Challenge
Word for word, give the material below again, minus any images.

Point annotation dataset records:
'''

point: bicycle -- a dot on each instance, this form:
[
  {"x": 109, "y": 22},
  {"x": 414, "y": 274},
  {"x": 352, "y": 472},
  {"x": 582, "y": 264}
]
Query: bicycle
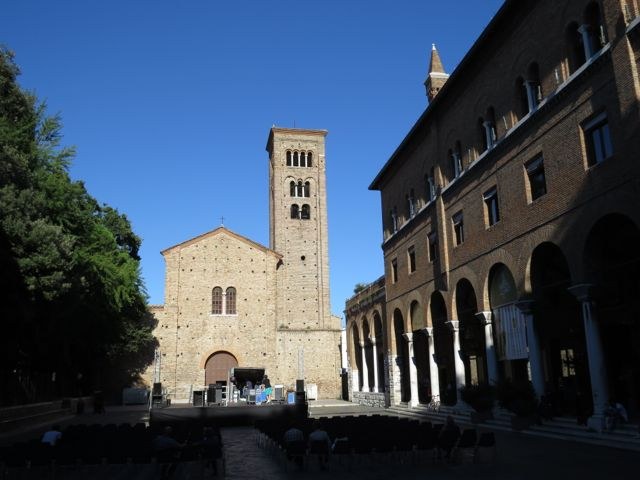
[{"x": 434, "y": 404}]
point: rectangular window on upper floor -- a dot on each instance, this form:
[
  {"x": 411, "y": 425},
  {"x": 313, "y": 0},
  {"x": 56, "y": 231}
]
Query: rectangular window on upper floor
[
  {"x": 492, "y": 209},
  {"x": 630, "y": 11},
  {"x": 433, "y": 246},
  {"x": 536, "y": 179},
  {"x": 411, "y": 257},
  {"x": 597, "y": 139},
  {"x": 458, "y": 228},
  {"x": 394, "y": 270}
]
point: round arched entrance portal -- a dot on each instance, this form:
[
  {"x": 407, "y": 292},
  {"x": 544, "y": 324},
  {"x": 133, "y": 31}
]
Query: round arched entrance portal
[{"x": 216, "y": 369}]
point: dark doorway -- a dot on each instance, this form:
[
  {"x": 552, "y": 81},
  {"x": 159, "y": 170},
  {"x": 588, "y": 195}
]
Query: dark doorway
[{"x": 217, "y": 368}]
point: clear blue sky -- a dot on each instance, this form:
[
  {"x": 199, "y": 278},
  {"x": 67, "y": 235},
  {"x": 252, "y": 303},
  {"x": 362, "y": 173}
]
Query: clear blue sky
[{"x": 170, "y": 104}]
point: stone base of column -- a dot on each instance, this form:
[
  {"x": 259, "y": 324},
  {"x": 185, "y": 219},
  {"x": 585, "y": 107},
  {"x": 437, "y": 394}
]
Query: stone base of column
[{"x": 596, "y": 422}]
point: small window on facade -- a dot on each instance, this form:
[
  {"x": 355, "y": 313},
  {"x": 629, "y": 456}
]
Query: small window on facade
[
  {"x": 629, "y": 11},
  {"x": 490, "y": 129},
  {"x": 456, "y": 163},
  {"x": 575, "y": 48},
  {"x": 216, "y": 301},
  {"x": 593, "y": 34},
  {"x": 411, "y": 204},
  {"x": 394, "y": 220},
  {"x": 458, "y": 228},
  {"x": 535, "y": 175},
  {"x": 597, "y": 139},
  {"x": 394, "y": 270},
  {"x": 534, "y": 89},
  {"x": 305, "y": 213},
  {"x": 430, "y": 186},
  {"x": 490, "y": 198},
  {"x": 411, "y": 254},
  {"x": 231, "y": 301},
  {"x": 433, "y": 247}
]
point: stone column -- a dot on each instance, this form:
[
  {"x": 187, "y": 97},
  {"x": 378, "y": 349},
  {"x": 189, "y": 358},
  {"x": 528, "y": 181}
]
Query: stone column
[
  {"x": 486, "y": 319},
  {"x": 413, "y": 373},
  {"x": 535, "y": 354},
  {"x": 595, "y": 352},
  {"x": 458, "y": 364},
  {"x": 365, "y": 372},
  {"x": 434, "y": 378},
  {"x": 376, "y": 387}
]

'''

Result of this task
point: bicycle -- a dot on each instance, this form:
[
  {"x": 109, "y": 22},
  {"x": 414, "y": 274},
  {"x": 352, "y": 472},
  {"x": 582, "y": 264}
]
Query: bicycle
[{"x": 434, "y": 404}]
point: rectangular window on upper floor -- a dot on each instance, this form:
[
  {"x": 411, "y": 425},
  {"x": 313, "y": 0},
  {"x": 56, "y": 231}
]
Query: rectangular window on upper floor
[
  {"x": 492, "y": 209},
  {"x": 630, "y": 11},
  {"x": 433, "y": 246},
  {"x": 536, "y": 179},
  {"x": 411, "y": 257},
  {"x": 597, "y": 139},
  {"x": 458, "y": 228},
  {"x": 394, "y": 270}
]
point: round arched entrance portal -- a dot on each instance, this form:
[
  {"x": 407, "y": 292},
  {"x": 544, "y": 324},
  {"x": 133, "y": 31}
]
Query: round arched entrance portal
[{"x": 216, "y": 369}]
point: dark doorway -- a dot on each instance, this form:
[
  {"x": 552, "y": 81},
  {"x": 159, "y": 170},
  {"x": 588, "y": 195}
]
Query: dark doorway
[{"x": 217, "y": 368}]
point: clear blue sky -- a dot on each instance, this form:
[
  {"x": 199, "y": 278},
  {"x": 67, "y": 235},
  {"x": 252, "y": 303},
  {"x": 362, "y": 173}
]
Query: clear blue sky
[{"x": 170, "y": 104}]
point: stone base of column -- a dot on each instance, this form:
[
  {"x": 259, "y": 324},
  {"x": 185, "y": 219},
  {"x": 585, "y": 107},
  {"x": 437, "y": 394}
]
Query: stone base of column
[{"x": 596, "y": 422}]
point: small window on facade -- a dot on each instance, this form:
[
  {"x": 355, "y": 313},
  {"x": 629, "y": 456}
]
Query: small window on facade
[
  {"x": 629, "y": 11},
  {"x": 490, "y": 129},
  {"x": 456, "y": 163},
  {"x": 575, "y": 48},
  {"x": 216, "y": 301},
  {"x": 593, "y": 34},
  {"x": 411, "y": 204},
  {"x": 394, "y": 220},
  {"x": 458, "y": 228},
  {"x": 535, "y": 175},
  {"x": 597, "y": 139},
  {"x": 394, "y": 270},
  {"x": 534, "y": 89},
  {"x": 305, "y": 213},
  {"x": 430, "y": 186},
  {"x": 490, "y": 198},
  {"x": 411, "y": 254},
  {"x": 231, "y": 301},
  {"x": 433, "y": 247}
]
point: stone column -- a dot on each instance, this form:
[
  {"x": 187, "y": 97},
  {"x": 378, "y": 349},
  {"x": 189, "y": 358},
  {"x": 528, "y": 181}
]
Query: stone column
[
  {"x": 486, "y": 319},
  {"x": 413, "y": 373},
  {"x": 535, "y": 354},
  {"x": 595, "y": 352},
  {"x": 458, "y": 364},
  {"x": 365, "y": 372},
  {"x": 434, "y": 378},
  {"x": 376, "y": 387}
]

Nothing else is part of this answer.